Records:
^^^^^^^^

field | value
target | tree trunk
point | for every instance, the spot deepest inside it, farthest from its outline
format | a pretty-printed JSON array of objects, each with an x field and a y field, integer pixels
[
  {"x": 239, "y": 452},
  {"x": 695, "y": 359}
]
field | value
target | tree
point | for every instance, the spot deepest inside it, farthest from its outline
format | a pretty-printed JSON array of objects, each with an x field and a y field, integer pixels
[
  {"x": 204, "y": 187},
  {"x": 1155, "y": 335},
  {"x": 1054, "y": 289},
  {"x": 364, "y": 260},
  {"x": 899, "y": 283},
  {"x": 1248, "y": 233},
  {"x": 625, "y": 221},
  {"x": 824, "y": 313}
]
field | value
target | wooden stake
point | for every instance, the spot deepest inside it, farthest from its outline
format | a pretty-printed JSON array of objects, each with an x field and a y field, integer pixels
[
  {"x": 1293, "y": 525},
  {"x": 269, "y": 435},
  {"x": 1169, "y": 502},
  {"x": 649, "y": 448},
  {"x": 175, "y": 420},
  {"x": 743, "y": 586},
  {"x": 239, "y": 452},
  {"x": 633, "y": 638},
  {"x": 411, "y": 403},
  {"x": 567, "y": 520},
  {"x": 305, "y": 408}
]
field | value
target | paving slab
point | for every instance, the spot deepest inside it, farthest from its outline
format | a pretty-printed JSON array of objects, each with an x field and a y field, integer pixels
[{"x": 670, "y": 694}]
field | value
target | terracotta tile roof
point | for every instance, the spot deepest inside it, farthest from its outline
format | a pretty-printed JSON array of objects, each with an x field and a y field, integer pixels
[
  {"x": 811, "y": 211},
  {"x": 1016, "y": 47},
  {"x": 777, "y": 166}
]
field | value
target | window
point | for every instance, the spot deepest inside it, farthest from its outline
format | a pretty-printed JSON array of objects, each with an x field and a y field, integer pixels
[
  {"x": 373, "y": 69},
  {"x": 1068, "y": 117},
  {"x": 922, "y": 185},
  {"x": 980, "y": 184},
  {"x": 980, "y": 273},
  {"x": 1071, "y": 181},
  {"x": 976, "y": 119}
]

^^^^^^^^

Pick out every line in the entries above that holds the string "target", with case counting, and copy each one.

Exercise response ::
target | tree trunk
target | tree
target | wooden stake
target | paving slab
target | terracotta tile roof
target | window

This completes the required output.